▶ _Do this_:
Copy the lines of the listing exactly, from the line containing "background, I would be grateful." up to and including the last line of the listing.

## start

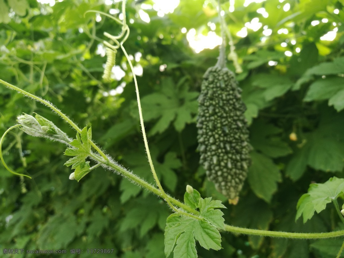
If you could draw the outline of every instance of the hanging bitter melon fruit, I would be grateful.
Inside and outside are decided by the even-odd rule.
[[[217,190],[236,203],[250,162],[250,147],[241,89],[233,73],[220,63],[204,74],[198,99],[200,162]]]

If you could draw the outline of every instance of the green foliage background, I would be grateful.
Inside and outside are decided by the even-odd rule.
[[[228,10],[229,2],[223,2],[223,8]],[[334,175],[343,177],[344,1],[287,0],[281,3],[267,0],[247,7],[244,2],[236,0],[235,11],[226,11],[225,15],[244,70],[237,79],[248,108],[254,148],[248,178],[235,206],[228,204],[207,180],[196,150],[197,98],[203,74],[216,62],[218,49],[196,54],[181,32],[183,27],[195,28],[206,34],[211,30],[207,25],[211,22],[216,24],[220,35],[216,12],[203,0],[186,0],[163,17],[153,10],[145,10],[151,18],[147,23],[138,15],[140,4],[129,1],[127,5],[128,18],[133,22],[129,24],[131,33],[125,47],[133,56],[142,53],[139,60],[133,61],[143,67],[139,87],[158,175],[166,190],[180,200],[189,184],[204,197],[224,201],[227,224],[300,232],[338,229],[340,221],[329,205],[304,224],[295,218],[297,201],[310,184],[324,183]],[[282,7],[287,2],[291,8],[285,12]],[[109,19],[103,17],[96,22],[94,13],[84,14],[89,9],[108,12],[120,4],[64,0],[51,7],[34,0],[0,0],[0,78],[49,100],[81,127],[92,126],[93,139],[107,153],[153,182],[132,75],[125,57],[120,51],[116,57],[116,63],[126,71],[124,77],[102,82],[106,58],[96,53],[99,43],[85,33],[92,34],[94,24],[95,35],[101,38],[105,39],[104,31],[118,33],[120,28]],[[257,13],[261,7],[269,13],[267,18]],[[339,14],[334,13],[335,9]],[[244,38],[235,36],[256,17],[261,28],[255,32],[248,29]],[[323,19],[328,22],[322,22]],[[312,25],[314,20],[320,23]],[[263,38],[264,26],[272,33]],[[320,40],[335,27],[338,31],[334,40]],[[288,28],[287,34],[278,33],[283,28]],[[282,42],[287,46],[281,46]],[[292,56],[286,56],[286,50]],[[278,64],[269,66],[269,61]],[[235,70],[231,62],[227,63]],[[166,68],[160,71],[164,64]],[[123,82],[126,86],[121,94],[105,93]],[[17,116],[34,112],[70,136],[75,135],[42,105],[4,86],[0,87],[0,96],[2,132],[15,124]],[[290,138],[292,132],[296,140]],[[58,143],[18,131],[8,135],[3,148],[10,166],[33,179],[23,180],[0,166],[2,252],[4,248],[54,248],[69,253],[74,248],[83,250],[82,257],[94,257],[86,253],[87,248],[104,248],[114,249],[112,257],[164,257],[163,230],[171,211],[163,200],[100,168],[78,183],[69,180],[71,170],[63,166],[68,157]],[[339,201],[341,205],[343,201]],[[199,257],[330,257],[336,255],[342,241],[272,239],[228,233],[222,236],[223,249],[199,248]],[[15,256],[20,257],[37,256]]]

## end

▶ _Answer to this problem_:
If you could draw the outline of every instance of the green foliage background, I would be grateful.
Inside and outside are decided by the even-odd rule.
[[[228,10],[229,2],[223,2],[223,8]],[[334,175],[343,177],[344,1],[287,0],[281,3],[267,0],[247,7],[244,2],[236,0],[235,11],[226,11],[225,15],[244,70],[237,79],[248,108],[254,148],[248,178],[235,206],[228,204],[207,180],[196,150],[197,98],[203,74],[216,62],[218,49],[196,54],[181,32],[183,27],[195,28],[206,34],[211,30],[207,25],[211,22],[216,24],[220,35],[216,12],[203,0],[186,0],[163,17],[153,10],[145,10],[151,18],[147,23],[138,15],[140,4],[129,1],[127,5],[128,18],[133,22],[129,24],[131,33],[125,47],[133,56],[142,53],[139,60],[133,61],[143,67],[139,87],[158,175],[166,190],[180,200],[189,184],[204,197],[224,201],[227,224],[300,232],[338,229],[340,221],[329,205],[304,224],[295,218],[297,201],[310,184],[324,183]],[[282,7],[287,2],[291,8],[285,12]],[[109,19],[103,17],[96,22],[94,13],[84,14],[89,9],[108,12],[120,4],[64,0],[51,7],[34,0],[0,0],[0,78],[49,100],[81,127],[92,126],[93,139],[107,153],[153,182],[132,75],[125,57],[120,51],[116,57],[116,63],[126,71],[124,77],[102,82],[106,58],[96,53],[99,43],[85,33],[92,34],[94,24],[95,35],[101,38],[105,39],[104,31],[118,33],[120,28]],[[257,13],[261,7],[269,13],[267,18]],[[339,14],[334,13],[335,9]],[[244,38],[235,36],[256,17],[261,28],[255,32],[248,29]],[[323,19],[328,22],[322,22]],[[312,25],[314,20],[320,23]],[[263,38],[264,26],[272,33]],[[320,40],[335,27],[338,31],[334,40]],[[288,28],[287,34],[278,33],[283,28]],[[282,42],[287,46],[281,46]],[[292,56],[286,56],[286,50]],[[278,64],[269,66],[269,61]],[[235,70],[231,62],[227,63]],[[166,68],[160,71],[164,64]],[[123,82],[126,86],[121,94],[105,93]],[[17,116],[34,112],[70,136],[75,135],[42,105],[4,86],[0,87],[0,96],[2,132],[15,124]],[[290,138],[292,132],[296,140]],[[58,143],[18,131],[8,135],[3,148],[10,166],[33,179],[23,180],[0,166],[2,252],[4,248],[54,248],[69,253],[74,248],[83,250],[82,257],[94,257],[86,253],[87,248],[104,248],[114,249],[112,257],[164,257],[163,230],[171,211],[163,200],[100,168],[78,183],[69,180],[71,170],[63,166],[68,157]],[[339,201],[341,205],[343,201]],[[199,257],[330,257],[336,255],[342,241],[272,239],[228,233],[222,236],[223,249],[199,248]],[[15,256],[20,257],[37,256]]]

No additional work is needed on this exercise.